Acción requerida A: Por favor, enumera todas las personas que aparecen en el texto identificadas por su nombre o apellido.
Acción requerida B: Según el texto, ¿en qué año fue designado Spangenberg juez federal en San Martín?

Texto proporcionado:
—————

Días pasados, en Buenos Aires, en charla de sobremesa con amigos, se comentaba el film “El ángel”, de Manuel Ortega, sobre Robledo Puch. Todos tenían edad suficiente como para recordar esa famosa escalada de crímenes cometidos por un menor. De pronto, uno de los participantes de la rueda, el doctor Ernesto Spangenberg, sorprendió al grupo cuando afirmó pensativamente: “Yo dicté la primera condena a Robledo Puch”.
No sin trabajo, lo convencí de que conversáramos en su casa al día siguiente, para que me contase los detalles que recordaba del asunto.
Sucedió en 1977. Ese año, Spangenberg había sido designado juez federal en la localidad bonaerense de San Martín. De entrada, llegó a su despacho una causa ya empezada contra Robledo Puch, por el delito federal de falsificación de documento de identidad. El acusado estaba preso y se tramitaban, en otros juzgados, las causas por los asesinatos que le dieron tan siniestra fama.
“En esa época, los jueces federales de provincias teníamos tanto las facultades instructoras como las de sentencia, sistema que ya no existe ahora”, recordó Spangenberg. “Como era mi obligación tener contacto con el procesado, hice que lo trajeran a mi despacho”. No recordaba si estaba entonces alojado en el penal de Villa Devoto o el de Caseros.
En su memoria, era “un jovencito rubio, muy blanco”. Parecía “un chico común, de clase media, con aspecto y modales muy diferentes a los de los habituales acusados ante juzgados penales”. Era “de estatura mediana” y daba la impresión de educado. “Hablaba despacio”.
Spangenberg había revisado ya los otros expedientes sobre el personaje. En uno de ellos, recordó, había constancia de que fue sometido a pericias psiquiátricas, en las que el dictamen de los médico fue que “no había nada anormal en su personalidad”.
Días más tarde, se presentó ante Spangenberg un abogado de apellido Gutiérrez, manifestando que representaba a Robledo Puch, y que éste quería hablar lo más pronto posible con el juez. Entonces, Spangenberg pidió al Servicio Penitenciario Federal que lo trajeran a su presencia.

—————

Entradas del conjunto de datos:
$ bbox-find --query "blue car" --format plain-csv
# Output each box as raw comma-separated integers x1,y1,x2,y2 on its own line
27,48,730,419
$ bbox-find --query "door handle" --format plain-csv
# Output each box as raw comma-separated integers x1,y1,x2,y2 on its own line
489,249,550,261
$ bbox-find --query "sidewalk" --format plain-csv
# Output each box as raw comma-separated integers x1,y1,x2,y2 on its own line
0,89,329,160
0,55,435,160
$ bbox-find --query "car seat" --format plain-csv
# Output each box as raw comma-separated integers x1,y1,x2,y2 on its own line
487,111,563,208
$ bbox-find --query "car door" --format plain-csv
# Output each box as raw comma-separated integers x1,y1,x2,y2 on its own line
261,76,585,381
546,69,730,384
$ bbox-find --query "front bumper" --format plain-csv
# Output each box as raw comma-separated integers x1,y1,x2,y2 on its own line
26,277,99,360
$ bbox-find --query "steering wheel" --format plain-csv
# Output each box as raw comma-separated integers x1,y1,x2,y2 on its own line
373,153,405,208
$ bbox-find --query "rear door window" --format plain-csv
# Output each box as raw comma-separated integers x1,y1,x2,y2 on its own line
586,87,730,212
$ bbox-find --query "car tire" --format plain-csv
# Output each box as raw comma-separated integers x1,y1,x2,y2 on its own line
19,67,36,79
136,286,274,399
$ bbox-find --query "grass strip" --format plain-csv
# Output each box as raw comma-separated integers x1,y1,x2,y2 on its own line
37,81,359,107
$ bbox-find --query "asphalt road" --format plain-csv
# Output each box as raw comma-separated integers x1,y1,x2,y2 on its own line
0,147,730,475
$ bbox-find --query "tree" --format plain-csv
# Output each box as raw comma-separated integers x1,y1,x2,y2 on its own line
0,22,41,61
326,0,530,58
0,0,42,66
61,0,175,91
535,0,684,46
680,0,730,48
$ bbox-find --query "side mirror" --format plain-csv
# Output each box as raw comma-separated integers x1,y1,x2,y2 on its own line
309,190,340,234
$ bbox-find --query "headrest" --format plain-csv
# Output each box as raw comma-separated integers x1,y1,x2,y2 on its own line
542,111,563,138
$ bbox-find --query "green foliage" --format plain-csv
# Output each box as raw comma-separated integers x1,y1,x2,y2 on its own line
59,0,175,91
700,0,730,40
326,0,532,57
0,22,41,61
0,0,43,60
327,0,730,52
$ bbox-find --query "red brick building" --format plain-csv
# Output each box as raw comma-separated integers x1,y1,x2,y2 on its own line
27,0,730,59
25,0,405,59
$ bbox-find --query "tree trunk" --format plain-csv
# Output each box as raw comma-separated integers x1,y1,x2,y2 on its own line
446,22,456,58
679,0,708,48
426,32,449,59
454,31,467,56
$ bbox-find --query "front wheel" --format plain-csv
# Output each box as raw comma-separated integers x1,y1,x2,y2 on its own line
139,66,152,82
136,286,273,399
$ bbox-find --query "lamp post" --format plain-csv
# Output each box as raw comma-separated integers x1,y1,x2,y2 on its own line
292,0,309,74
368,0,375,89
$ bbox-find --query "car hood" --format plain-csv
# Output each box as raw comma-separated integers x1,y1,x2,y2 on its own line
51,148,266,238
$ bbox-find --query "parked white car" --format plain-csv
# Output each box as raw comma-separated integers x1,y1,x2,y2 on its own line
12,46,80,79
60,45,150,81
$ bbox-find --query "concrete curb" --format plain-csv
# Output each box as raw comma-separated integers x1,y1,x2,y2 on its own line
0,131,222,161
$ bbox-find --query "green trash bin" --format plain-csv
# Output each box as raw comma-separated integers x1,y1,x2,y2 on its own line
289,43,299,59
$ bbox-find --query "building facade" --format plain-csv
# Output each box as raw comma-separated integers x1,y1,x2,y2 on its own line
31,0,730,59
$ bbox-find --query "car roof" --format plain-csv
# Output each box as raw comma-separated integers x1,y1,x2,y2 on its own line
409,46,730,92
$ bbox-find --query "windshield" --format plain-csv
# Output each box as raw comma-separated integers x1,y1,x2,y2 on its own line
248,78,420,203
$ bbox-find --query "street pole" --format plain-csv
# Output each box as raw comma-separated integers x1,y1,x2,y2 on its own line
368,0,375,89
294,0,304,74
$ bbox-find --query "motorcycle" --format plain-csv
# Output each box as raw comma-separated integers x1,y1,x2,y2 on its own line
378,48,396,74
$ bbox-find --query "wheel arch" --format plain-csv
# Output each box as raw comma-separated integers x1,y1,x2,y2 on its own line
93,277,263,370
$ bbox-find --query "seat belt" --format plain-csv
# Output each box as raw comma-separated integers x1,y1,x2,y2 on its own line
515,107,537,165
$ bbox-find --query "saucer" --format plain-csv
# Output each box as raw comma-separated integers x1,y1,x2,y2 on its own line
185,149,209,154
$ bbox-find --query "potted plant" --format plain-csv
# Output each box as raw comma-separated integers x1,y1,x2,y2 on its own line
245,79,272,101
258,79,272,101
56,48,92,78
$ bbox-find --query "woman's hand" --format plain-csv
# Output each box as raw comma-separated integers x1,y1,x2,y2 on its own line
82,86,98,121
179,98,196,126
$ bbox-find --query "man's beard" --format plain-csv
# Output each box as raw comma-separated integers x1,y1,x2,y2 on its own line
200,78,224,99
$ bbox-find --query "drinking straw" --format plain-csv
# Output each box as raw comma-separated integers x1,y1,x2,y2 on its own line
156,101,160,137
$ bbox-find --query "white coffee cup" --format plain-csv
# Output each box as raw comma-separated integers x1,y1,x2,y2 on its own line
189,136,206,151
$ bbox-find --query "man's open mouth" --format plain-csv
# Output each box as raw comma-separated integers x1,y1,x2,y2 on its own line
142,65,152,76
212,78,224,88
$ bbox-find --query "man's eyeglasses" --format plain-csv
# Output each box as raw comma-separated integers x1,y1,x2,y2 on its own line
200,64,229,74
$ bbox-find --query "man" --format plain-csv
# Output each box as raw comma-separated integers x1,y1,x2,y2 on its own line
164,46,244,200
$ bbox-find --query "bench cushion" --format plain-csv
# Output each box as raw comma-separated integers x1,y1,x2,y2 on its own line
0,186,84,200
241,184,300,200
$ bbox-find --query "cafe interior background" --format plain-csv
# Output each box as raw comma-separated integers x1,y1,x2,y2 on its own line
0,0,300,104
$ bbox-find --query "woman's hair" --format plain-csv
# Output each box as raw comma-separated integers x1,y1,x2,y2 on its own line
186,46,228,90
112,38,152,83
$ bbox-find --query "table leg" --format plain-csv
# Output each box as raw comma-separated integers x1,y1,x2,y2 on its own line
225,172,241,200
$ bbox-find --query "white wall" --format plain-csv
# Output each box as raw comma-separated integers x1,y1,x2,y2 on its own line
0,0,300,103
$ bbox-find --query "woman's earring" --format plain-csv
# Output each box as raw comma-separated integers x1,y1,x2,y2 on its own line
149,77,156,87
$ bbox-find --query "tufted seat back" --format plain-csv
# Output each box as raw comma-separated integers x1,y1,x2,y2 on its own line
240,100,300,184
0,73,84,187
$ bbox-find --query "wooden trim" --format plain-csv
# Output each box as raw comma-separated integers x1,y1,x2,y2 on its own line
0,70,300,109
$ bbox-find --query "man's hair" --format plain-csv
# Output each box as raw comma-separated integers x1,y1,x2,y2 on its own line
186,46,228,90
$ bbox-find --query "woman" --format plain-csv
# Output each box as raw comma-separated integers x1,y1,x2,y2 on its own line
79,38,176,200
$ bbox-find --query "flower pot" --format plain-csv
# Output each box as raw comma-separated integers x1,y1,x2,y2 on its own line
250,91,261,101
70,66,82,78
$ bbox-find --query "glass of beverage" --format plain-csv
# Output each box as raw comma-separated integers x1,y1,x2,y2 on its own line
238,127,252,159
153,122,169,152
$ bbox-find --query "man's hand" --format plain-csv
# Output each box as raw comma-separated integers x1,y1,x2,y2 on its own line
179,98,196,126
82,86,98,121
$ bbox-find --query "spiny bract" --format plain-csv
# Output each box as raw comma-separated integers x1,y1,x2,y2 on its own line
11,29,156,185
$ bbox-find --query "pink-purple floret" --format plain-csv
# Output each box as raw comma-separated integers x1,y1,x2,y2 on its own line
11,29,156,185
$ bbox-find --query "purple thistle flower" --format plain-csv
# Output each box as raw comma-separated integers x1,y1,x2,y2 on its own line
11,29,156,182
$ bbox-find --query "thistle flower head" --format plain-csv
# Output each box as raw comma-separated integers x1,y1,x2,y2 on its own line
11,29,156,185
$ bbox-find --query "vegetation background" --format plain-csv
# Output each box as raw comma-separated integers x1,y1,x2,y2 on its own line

—————

Respuesta A:
- Manuel Ortega
- Robledo Puch
- Ernesto Spangenberg
- Gutiérrez

Respuesta B: En 1977.